Text section ▸
....
2014/01/02

Quick Shots 01/Jan/2014

Hey, First Post Of the Year From Me

I've been busy watching a few silly movies on FetchTV in between the seasonal obligations. It's pretty cool watching on FetchTV because it saves the on the trip to the video store if nothing else and it sure beats buying more media. I've been stuck in the bad habit of buying stuff because I still have the carry-over from the ear when DVDs were actually worth something. It was ever so brief, but they were important for a good half a decade there until Blu-Ray came along and scotched that little bubble.

My New Years resolution last year was that I shouldn't just buy more media, but a) sometimes it is easier to just buy the box set and b) sometimes it's better to own than rent and c) it's impossible to stick to arbitrary rules meant that I bought my fair share of stuff. It's a bit of a worry if you can't remember if you've bought something or simply watched it on a rented bit of media, but if I think I'm going to go, "you have to watch this scene!?" or "you just have to hear this guitar solo!" then it's better to own this stuff.

Still, it's weird having a pile of this media that grew to be irrelevant so quickly. At least with LPs and CDs, there's an argument to be made that mp3s are a their best worse than either LPs or CDs, and that moving on to just data on hard disks isn't really an improvement in your listening pleasure. Besides which, you can squeeze a hello of a lot more out of LPs and CDs by having better speakers and amplifiers. Video is different.

With 4k TV looming in the not too distant future, even the marvelous Blu-Ray 1080p format is going to look pretty outdated in the next few years. I'm sure there's 8k and 16k TVs beyond that, and without an NBN pumping at last 50mbps it's going to be difficult to run the IPTV services on 4k and up download services, so maybe buying media won't become totally extinct. Let me just say, 4k is gorgeous. You're going to want this much more than the time you went from SD PAL or NTSC to HDTV. (That being said, I do seriously  wonder if there's any joy in seeing 4k TV footage of Kanye West or Miley Cyrus twerking.)

Getting Bad Advice

The news this week that's been most grating has been this business of Maurice Newman proclaiming that climate science on global warming is delusional.
....
Tasks and exercises ▸
a) In the blog post, rewrite the passage starting with "With 4k TV looming" and going on through "warming is delusional.", swapping "marvelous" for "splendid".
b) According to the blog post, why might buying media not become totally extinct? Answer in one to three sentences.
c) Continue the blog post from the point where it stops.
....
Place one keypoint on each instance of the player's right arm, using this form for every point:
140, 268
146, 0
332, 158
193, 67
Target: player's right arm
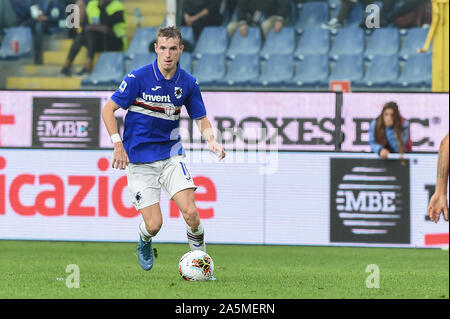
438, 202
120, 157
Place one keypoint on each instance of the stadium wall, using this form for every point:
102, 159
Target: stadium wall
289, 186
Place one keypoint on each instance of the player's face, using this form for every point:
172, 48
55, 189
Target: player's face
168, 51
388, 117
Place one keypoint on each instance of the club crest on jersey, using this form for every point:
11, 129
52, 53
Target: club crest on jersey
170, 110
178, 92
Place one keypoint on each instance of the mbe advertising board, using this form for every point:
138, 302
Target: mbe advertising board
293, 198
284, 121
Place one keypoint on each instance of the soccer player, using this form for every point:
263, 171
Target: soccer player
438, 202
151, 151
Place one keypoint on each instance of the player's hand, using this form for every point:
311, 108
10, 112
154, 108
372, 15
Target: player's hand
384, 153
120, 157
217, 149
438, 204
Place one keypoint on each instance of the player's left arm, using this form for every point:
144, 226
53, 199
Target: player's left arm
438, 202
208, 134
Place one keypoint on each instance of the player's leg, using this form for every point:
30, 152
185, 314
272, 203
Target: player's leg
195, 232
177, 182
144, 190
151, 223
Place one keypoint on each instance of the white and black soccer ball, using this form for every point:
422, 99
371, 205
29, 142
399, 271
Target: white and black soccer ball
196, 265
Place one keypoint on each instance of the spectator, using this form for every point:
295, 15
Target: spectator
268, 14
389, 132
201, 13
105, 30
438, 202
45, 14
347, 5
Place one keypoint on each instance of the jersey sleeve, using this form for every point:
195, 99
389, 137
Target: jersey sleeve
194, 103
127, 92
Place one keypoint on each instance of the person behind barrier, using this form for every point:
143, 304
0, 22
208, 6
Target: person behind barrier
389, 132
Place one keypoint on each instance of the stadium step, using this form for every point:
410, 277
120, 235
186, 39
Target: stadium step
43, 83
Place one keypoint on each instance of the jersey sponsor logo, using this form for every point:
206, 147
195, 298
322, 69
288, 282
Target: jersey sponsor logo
156, 98
178, 92
122, 86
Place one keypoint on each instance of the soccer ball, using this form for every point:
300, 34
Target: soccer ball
196, 265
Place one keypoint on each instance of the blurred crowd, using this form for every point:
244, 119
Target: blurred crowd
103, 21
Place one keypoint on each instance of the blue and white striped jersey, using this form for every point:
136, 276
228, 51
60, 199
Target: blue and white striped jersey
151, 128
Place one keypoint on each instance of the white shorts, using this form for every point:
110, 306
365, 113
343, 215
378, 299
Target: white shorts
145, 180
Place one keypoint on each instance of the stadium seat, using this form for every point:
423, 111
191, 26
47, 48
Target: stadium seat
349, 40
382, 70
355, 15
312, 71
212, 40
141, 41
187, 34
24, 39
313, 41
210, 68
416, 72
251, 44
139, 60
312, 14
414, 39
282, 42
109, 70
383, 41
243, 69
348, 67
186, 61
278, 70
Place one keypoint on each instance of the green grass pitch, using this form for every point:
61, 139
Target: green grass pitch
37, 269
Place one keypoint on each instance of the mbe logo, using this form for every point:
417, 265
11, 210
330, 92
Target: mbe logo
369, 201
66, 122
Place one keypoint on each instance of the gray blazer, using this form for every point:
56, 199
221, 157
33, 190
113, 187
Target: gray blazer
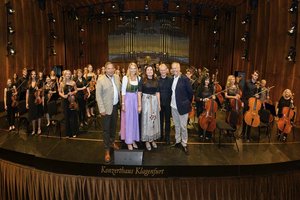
105, 93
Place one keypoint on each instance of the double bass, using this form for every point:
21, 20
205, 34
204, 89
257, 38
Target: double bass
284, 123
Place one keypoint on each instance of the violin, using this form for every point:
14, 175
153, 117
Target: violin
72, 100
284, 123
207, 119
218, 88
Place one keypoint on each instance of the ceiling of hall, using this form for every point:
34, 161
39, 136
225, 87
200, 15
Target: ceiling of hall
152, 3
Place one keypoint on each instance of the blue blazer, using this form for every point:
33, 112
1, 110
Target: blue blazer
183, 95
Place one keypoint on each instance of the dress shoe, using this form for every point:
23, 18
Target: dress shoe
115, 146
185, 150
107, 156
129, 146
177, 145
148, 146
135, 145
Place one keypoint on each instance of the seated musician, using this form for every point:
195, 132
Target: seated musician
204, 91
232, 92
286, 100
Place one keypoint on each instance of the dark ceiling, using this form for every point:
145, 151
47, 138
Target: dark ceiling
152, 3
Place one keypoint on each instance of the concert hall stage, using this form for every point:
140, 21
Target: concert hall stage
84, 155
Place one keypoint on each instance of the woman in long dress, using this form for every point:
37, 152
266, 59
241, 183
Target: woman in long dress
129, 115
149, 97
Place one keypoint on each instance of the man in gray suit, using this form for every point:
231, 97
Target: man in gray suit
....
Solved tasks ▸
a)
With 4k TV looming in the not too distant future, even the splendid Blu-Ray 1080p format is going to look pretty outdated in the next few years. I'm sure there's 8k and 16k TVs beyond that, and without an NBN pumping at last 50mbps it's going to be difficult to run the IPTV services on 4k and up download services, so maybe buying media won't become totally extinct. Let me just say, 4k is gorgeous. You're going to want this much more than the time you went from SD PAL or NTSC to HDTV. (That being said, I do seriously  wonder if there's any joy in seeing 4k TV footage of Kanye West or Miley Cyrus twerking.)

Getting Bad Advice

The news this week that's been most grating has been this business of Maurice Newman proclaiming that climate science on global warming is delusional.

b) The writer expects 4k TVs, and possibly 8k and 16k beyond them. Without an NBN delivering at least 50mbps, it will be difficult to run IPTV and download services at 4k and up. Buying media may therefore still have a place.

c)
In an opinion piece in The Australian newspaper, Maurice Newman, the Prime Minister's pick as head of his Business Advisory Council, claimed high energy costs caused by the carbon tax and the renewable energy target, introduced by the Howard government, had eroded Australia's competitiveness. Under Labor and the Greens, Australia had been taken ''hostage'' by ''climate change madness'', Mr Newman wrote.

"Newman!!"

It's really no big deal except for the fact that it's wrong and willfully wrong, and that he is slated to offer up advice to the Prime Minister based on this kind of idiotic denialism. If nothing else, it shows Tony Abbott still thinks the science on this is 'complete crap'. What's even weirder is that because the first 100days of Tony Abbott's time in office was 'complete crap', we're not surprised in the least bit find that his business advisor is a highly motivated climate change denialist.

Can We Please Stop With The Government Debt Hysteria?

This one came in from Skarp last week but I've been a bit preoccupied. Paul Sheehan - he of the rather squeaky voice and reflexively right-leaning views - wrote this rather tawdry column.
At 12.30 on Tuesday, Hockey, who has also been the stand-out thespian of the new federal parliament, will unveil the real horror, dysfunction and narcissism of Kevin Rudd's contribution to Australian political history, disably assisted by Julia Gillard. Hockey will release the mid-year economic and fiscal outlook, known in the trade as MYEFO, which will show a budget deficit much worse than Labor led us to believe, probably close to $50 billion, debt obligations much higher than Labor led us to believe, and unfunded liabilities that are so irresponsibly crushing the government will have to walk away from many of them. The most monumental folly is the National Broadband Network, whose economic rationale was worked out on a piece of paper by Rudd. The scheme subsequently created by former communications minister Stephen Conroy would cost more than $70 billion and never recover its cost of capital. The Abbott government will have to start again.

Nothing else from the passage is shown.